In our current dictionary project “Bilingual Dictionary Piação-Portuguese” we decided to use Microsoft Excel to edit the dictionary data. This choice had some pragmatic reasons, like that most people/linguists can easily work with a stylesheet, even if they don’t know about all the features of Excel, and that Excel allows to export data in a structured way (as “comma separated values” in a “CSV file”). Still, as the Toolbox dictionary generator is state-of-the-art in language documentation, we needed a way to convert the Excel data to a Toolbox file. We did some first tests with a simple Python script and everything worked out well until now, so here is a short description of our workflow.
We created an empty Toolbox project that will give you a list of standard fields
like Lexeme
, Sound file
, etc. We added two or three example sentences,
customized the fields, and generated a first dictionary to see how the output
will look in the end and to get an example data file that we could use as a
template for the Excel data. The data file will be saved in the project folder
somewhere, in our case it was in
Toolbox Project\DictionaryFactoryPackage\Dictionary.txt
. You can open the
file in a simple text editor to see the content. In our case, an entry looked
like this:
\lx à bia
\sf
\pc
\ph aβiɐ
\se
\ps adv.
\un
\dn rápido, depressa
\sn
\rn rápido
\va
\et antropónimo Bia
\ec referência metonímica à alcunha de
um homem para designar uma
característica que lhe era peculiar
\wh da alcunha de um senhor (Bia) que
achava que tudo se podia resolver
rapidamente, mesmo que sem
qualidade. Doc. em CAORG 2004
\pce
\xv A covana colou do parreiral à bia e
a resmar.

* * * * * * * * *

** Task instructions **
1. Print the part of the dictionary workflow text from "In our current" to "of our workflow.".
2. According to the dictionary workflow text, what did the team use for their first tests of converting the Excel data to a Toolbox file?
3. Finish out the next part of the dictionary workflow text, picking up right after its last line.
The listing that comes next is separate material from the dictionary workflow text.

Location identification items
* * * * * * * * *

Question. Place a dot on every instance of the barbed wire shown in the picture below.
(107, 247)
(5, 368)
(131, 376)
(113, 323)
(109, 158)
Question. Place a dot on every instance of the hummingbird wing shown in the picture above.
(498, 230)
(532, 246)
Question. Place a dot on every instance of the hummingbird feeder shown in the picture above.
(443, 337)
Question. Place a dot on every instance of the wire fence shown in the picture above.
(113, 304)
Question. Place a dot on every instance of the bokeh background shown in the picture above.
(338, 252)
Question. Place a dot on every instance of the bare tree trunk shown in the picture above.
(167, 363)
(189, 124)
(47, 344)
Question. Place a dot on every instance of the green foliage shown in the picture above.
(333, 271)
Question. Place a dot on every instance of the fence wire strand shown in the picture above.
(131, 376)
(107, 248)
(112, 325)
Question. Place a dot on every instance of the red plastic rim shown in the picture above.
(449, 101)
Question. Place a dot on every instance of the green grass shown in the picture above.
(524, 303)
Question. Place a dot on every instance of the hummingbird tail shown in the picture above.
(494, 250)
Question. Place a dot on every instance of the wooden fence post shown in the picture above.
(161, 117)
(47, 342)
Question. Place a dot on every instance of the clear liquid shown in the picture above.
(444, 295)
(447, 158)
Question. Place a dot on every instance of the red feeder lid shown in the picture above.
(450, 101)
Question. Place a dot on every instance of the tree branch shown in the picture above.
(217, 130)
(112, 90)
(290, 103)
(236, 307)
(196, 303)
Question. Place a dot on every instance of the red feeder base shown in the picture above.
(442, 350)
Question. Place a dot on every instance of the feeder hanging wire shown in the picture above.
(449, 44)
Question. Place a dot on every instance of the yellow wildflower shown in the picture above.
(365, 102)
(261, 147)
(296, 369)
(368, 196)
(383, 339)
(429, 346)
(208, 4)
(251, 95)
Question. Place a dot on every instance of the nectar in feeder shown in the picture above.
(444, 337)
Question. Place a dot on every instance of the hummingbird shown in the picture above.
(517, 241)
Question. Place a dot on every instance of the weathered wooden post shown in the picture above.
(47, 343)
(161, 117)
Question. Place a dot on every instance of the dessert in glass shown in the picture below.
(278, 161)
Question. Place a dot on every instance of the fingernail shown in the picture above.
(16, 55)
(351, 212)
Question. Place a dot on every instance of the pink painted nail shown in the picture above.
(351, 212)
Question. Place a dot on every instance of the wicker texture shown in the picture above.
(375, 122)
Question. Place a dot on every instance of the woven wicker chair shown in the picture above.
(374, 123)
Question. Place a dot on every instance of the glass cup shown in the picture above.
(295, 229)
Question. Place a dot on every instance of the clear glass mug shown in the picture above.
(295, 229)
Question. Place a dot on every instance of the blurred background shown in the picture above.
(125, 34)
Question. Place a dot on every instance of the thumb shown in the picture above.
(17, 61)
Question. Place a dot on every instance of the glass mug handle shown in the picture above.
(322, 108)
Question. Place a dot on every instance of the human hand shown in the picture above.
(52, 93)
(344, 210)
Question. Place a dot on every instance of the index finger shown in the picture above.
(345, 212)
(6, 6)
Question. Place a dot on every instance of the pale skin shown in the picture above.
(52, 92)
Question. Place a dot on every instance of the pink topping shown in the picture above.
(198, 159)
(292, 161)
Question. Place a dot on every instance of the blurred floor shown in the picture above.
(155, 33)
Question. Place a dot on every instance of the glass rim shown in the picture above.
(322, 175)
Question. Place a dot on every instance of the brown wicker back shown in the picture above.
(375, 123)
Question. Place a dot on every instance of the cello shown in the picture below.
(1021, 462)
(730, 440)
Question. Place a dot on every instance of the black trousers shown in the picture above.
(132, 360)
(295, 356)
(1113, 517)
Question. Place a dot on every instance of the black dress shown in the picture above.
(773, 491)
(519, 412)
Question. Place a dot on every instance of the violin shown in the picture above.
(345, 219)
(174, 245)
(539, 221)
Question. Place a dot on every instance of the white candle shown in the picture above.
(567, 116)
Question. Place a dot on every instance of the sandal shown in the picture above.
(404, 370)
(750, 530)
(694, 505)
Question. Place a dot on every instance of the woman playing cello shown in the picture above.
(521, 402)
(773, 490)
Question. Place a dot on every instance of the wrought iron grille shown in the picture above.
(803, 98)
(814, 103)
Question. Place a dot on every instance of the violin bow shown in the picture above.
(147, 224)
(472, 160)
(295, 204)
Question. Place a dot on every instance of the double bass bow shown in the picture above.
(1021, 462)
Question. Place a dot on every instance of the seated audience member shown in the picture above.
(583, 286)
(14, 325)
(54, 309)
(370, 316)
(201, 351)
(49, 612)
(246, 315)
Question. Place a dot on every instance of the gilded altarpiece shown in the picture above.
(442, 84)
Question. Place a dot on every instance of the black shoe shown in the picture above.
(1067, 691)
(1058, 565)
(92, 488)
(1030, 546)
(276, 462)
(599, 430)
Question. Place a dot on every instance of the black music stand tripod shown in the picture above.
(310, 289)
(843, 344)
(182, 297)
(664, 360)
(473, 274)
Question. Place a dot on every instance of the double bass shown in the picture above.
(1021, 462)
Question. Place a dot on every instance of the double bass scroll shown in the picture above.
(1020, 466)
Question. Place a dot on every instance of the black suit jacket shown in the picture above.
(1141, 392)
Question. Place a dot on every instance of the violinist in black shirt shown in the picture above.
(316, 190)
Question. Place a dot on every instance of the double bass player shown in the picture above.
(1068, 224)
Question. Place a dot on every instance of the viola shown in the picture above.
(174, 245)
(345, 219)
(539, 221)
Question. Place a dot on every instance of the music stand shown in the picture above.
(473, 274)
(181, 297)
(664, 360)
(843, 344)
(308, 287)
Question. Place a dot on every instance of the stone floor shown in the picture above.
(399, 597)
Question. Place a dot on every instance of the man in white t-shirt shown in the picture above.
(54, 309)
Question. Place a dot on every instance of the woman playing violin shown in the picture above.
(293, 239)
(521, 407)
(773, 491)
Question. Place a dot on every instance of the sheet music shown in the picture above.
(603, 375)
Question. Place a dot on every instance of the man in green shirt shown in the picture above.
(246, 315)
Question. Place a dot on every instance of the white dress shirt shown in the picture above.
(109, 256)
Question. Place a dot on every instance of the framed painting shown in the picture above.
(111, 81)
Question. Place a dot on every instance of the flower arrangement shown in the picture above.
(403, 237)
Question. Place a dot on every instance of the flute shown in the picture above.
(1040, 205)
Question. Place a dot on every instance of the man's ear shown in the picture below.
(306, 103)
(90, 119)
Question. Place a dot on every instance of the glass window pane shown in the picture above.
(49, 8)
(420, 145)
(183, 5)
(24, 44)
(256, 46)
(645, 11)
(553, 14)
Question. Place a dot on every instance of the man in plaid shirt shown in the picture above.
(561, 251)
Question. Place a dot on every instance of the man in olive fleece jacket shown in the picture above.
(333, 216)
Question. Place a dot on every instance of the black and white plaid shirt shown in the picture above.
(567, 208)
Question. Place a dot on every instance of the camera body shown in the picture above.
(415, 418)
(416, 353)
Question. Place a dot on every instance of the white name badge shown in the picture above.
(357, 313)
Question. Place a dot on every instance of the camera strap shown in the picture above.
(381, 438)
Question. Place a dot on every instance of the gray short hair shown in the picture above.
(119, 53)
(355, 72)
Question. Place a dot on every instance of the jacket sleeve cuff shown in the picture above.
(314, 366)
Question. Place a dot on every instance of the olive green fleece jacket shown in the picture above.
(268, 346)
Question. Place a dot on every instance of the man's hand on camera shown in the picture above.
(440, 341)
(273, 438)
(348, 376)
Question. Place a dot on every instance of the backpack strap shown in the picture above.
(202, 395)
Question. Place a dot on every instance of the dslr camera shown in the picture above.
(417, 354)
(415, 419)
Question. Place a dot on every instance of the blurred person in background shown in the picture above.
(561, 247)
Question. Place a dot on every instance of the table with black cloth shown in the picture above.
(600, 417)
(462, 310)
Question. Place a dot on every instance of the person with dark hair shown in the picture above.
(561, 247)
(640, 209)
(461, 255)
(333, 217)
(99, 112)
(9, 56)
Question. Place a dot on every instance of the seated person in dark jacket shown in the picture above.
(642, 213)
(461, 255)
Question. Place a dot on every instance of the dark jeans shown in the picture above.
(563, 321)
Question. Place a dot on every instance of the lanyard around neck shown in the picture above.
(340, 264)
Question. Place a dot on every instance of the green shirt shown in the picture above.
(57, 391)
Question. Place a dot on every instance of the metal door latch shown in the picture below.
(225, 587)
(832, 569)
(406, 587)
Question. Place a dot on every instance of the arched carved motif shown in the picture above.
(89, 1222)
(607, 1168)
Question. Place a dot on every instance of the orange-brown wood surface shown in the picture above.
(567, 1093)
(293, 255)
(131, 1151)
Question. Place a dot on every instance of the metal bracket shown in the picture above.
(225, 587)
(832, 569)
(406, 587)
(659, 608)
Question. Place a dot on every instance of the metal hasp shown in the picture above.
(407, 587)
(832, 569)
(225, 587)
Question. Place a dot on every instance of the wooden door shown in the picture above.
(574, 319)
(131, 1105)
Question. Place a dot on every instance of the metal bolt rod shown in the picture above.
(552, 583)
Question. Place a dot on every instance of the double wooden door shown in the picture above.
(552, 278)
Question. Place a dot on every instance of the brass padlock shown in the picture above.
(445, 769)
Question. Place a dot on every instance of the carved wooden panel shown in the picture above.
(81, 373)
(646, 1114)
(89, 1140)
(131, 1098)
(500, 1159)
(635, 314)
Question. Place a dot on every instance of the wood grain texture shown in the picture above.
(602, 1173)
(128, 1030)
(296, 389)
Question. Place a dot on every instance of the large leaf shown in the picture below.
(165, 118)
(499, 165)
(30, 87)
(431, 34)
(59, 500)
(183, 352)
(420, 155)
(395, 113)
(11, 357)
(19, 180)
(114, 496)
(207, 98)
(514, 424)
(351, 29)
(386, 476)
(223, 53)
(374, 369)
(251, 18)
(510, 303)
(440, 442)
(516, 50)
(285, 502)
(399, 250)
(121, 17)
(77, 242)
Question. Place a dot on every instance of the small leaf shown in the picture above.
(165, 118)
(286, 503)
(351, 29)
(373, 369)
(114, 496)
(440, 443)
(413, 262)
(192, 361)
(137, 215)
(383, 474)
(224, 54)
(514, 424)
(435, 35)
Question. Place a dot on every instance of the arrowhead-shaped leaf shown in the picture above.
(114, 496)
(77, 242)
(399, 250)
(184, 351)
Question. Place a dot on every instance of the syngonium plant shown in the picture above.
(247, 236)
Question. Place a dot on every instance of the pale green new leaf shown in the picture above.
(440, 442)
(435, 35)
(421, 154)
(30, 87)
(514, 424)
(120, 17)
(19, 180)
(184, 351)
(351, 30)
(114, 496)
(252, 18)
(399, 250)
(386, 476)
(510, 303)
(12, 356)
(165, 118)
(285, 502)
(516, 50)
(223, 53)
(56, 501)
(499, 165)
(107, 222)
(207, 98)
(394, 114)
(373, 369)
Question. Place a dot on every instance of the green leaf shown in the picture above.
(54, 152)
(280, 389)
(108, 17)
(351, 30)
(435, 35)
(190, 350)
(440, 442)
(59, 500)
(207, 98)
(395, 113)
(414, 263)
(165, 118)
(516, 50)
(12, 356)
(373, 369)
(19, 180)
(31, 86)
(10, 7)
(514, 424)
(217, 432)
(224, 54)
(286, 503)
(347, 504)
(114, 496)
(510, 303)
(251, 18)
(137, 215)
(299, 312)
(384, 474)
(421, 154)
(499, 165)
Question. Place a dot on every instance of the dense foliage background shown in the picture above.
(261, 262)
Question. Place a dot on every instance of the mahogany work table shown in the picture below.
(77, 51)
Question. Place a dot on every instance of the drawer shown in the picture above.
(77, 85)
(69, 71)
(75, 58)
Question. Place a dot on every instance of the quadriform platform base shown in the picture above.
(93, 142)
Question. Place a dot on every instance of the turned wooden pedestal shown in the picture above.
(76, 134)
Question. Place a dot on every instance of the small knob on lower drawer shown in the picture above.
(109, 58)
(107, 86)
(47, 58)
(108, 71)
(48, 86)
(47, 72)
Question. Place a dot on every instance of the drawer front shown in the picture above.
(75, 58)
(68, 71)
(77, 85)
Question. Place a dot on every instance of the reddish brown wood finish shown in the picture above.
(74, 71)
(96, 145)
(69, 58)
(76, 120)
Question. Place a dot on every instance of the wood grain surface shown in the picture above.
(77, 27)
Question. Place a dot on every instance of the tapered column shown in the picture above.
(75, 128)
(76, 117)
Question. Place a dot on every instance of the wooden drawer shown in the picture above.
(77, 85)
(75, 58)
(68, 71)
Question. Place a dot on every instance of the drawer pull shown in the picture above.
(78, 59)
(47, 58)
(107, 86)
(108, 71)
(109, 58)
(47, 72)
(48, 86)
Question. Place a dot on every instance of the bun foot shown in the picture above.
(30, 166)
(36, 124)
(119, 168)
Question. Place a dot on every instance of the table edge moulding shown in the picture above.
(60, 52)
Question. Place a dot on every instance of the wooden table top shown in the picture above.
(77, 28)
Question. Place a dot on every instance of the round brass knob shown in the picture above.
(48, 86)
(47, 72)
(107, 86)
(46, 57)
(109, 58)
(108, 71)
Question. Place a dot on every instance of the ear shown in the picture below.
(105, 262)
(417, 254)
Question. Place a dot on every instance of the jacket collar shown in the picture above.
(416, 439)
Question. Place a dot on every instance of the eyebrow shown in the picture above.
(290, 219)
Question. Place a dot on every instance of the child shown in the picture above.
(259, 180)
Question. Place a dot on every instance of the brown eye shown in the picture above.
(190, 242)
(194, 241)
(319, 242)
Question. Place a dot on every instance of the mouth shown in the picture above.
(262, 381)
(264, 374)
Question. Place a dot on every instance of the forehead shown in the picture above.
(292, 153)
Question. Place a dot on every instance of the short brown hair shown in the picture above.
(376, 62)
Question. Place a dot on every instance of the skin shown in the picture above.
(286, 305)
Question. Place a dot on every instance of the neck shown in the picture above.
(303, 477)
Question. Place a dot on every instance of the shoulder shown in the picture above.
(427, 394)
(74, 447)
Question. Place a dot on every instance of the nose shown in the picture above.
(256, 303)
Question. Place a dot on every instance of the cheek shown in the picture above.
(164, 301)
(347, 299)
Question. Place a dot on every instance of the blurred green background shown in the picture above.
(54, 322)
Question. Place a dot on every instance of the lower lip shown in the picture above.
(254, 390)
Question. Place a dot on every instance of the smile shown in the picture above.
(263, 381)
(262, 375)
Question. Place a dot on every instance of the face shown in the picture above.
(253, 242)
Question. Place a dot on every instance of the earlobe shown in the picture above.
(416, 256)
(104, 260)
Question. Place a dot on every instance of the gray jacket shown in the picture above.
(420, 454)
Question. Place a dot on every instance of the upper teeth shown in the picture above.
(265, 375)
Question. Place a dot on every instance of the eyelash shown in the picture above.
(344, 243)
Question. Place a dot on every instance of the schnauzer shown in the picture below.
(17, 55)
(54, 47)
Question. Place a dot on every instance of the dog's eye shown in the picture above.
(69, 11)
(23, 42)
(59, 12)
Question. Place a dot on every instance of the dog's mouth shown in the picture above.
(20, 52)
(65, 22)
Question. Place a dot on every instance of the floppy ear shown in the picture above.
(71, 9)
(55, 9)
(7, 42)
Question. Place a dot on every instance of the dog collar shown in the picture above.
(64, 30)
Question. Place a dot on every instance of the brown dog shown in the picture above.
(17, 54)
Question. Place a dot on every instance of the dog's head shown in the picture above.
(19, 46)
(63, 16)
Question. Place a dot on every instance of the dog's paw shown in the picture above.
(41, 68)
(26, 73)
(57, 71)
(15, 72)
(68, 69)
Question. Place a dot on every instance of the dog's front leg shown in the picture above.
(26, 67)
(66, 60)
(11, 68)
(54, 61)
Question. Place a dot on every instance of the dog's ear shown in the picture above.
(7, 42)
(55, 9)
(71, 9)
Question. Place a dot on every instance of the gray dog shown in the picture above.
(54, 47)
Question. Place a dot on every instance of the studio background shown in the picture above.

* * * * * * * * *

** Results of the exercise **
1.
In our current dictionary project “Bilingual Dictionary Piação-Portuguese” we decided to use Microsoft Excel to edit the dictionary data. This choice had some pragmatic reasons, like that most people/linguists can easily work with a stylesheet, even if they don’t know about all the features of Excel, and that Excel allows to export data in a structured way (as “comma separated values” in a “CSV file”). Still, as the Toolbox dictionary generator is state-of-the-art in language documentation, we needed a way to convert the Excel data to a Toolbox file. We did some first tests with a simple Python script and everything worked out well until now, so here is a short description of our workflow.

2. A simple Python script.

3.
\sfx
\ff
\xn ""A mulher saiu de casa depressa e a
falar sozinha."
\rf Ferreira 2000-2011.
\nt
\cf
\dt 19
For most of the Toolbox fields we defined a column in Excel, with a custom name so that our editors where able to understand the column’s content from the name in Excel. With the column names and the field names in Toolbox we created the following template in Python:
TEMPLATE = """\\lx {Lexema}
\\sf
\\pc
\\ph {Transcrição Fonética}
\\se
\\ps {Classe de Palavras}
\\un
\\dn {Significado}
\\sn
\\rn
\\va
\\et {Etimologia}
\\ec {Comentário de etimologia}
\\wh {Historia da Palavra}
\\pce
\\xv {Exemplos}
\\sfx
\\ff
\\xn {Exemplos PT}
\\rf {Fonte dos exemplos}
\\nt
\\cf
\\dt 31.07.2013
"""
The Excel column names are in the curely brackets, so that we can use Python’s
format()
method to fill in the content. For the CSV file we had to export the
Excel data in LibreOffice Calc, as Excel does not support UTF-8 export (shame
on you, Microsoft!). We exported a single CSV file for each sheet in Calc,
so that we had a list of CSV files. With the template above and this collection
of CSV files it was easy to create a new Dictionary.txt
for Toolbox:
import csv
import codecs
import glob
with codecs.open("Dictionary.txt", "w", "utf-8") as tbfile:
tbfile.write("\_sh v3.0 231 MDF 4.0\n\n")
for f in glob.glob("Dictionary_database_NEW_*.csv"):
with codecs.open(f, "r", "utf-8") as csvfile:
minderico = csv.reader(csvfile, dialect='excel', delimiter=';', quotechar='"')
for i, row in enumerate(minderico):
if i == 0:
header = row
else:
data = dict()
for j, h in enumerate(header):
data[h] = row[j]
try:
tbfile.write(TEMPLATE.format(**data))
except KeyError:
print(f)
print(data)
break
The code even catches the error when a column name is wrong in the Excel sheet.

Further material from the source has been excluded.